The read_from_position function has this definition:

     type read_from_position (
         CMC_sendaddr_t send_address,
         type:void *sourcep);

where:

  send_address  is the send address of a position from which a value
                is to be read.

  sourcep       is a scalar pointer to the parallel variable from
                which a value is to be read; the parallel variable can
                be of any shape and any arithmetic type.

Before calling read_from_position (or as part of the
read_from_position call), you must use the single-address version of
make_send_address to obtain a send address; see Section 14.1. The
read_from_position function uses this send address to specify the
position, and it uses sourcep to specify the parallel variable. It
returns the value obtained from the parallel variable element at that
position. The value is returned even if the position is inactive.

Since read_from_position deals with a scalar value, it does not have
to be called within the scope of a with statement, and the source
parallel variable does not have to be of the current shape.

This function, in combination with make_send_address, produces the
same result as assigning a scalar-indexed parallel variable to a
scalar variable. For example:

     scalar = [7]p1;


You can use read_from_position even when the rank of the shape is not
known until run time, however.

The example below reads the value from element [16][4] of parallel
variable p1, which is of shape image. It assigns the value to the
scalar variable s1.

     #include <cscomm.h>

     shape [256][256]image;
     float:image p1;
     CMC_sendaddr_t address;
     float s1;

     main()
     {
         address = make_send_address(image, 16, 4);
         s1 = read_from_position(address, &p1);
     }


Note that the call to make_send_address can also be made from within
read_from_position's argument list:

     s1 = read_from_position(make_send_address(image, 16, 4),
                          &p1);


The read_from_pvar Function
---------------------------

Use the read_from_pvar function to read the values of active elements
of a parallel variable and assign them to a scalar array. This
function is overloaded for any arithmetic type. It has this
definition:

     void read_from_pvar (
         type *destp,
         type:current source)

where:

  destp         is a pointer to the buffer to which values are to be
                written.

  source        is a parallel variable of the current shape from which
                values are to be read. Both source and the array
                pointed to by destp must have the same arithmetic
                type.

The values in source are written into the specified scalar array.

+-------+

*What the exercise asks*
Could you rewrite the read_from_position passage from "Since read_from_position deals" to "run time, however.", putting "execution time" in place of "run time"?

*Data shown*
+-------+

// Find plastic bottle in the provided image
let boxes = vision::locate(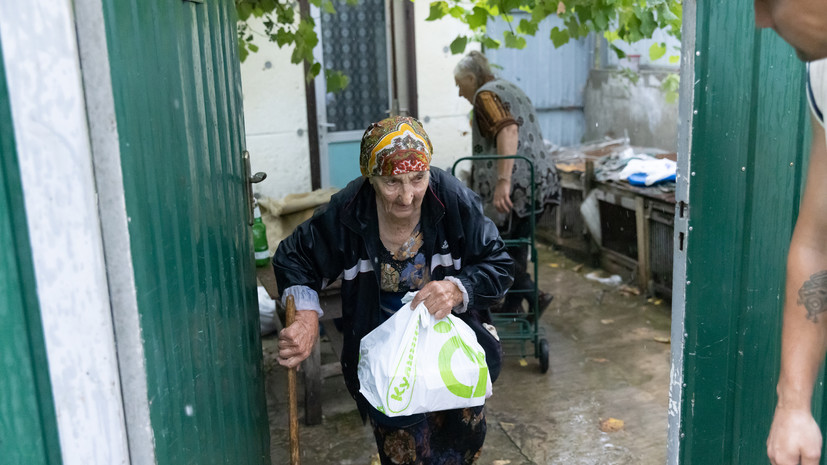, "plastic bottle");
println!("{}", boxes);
[253,205,270,266]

+-------+

*Output of the exercise*
Since read_from_position deals with a scalar value, it does not have
to be called within the scope of a with statement, and the source
parallel variable does not have to be of the current shape.

This function, in combination with make_send_address, produces the
same result as assigning a scalar-indexed parallel variable to a
scalar variable. For example:

     scalar = [7]p1;


You can use read_from_position even when the rank of the shape is not
known until execution time, however.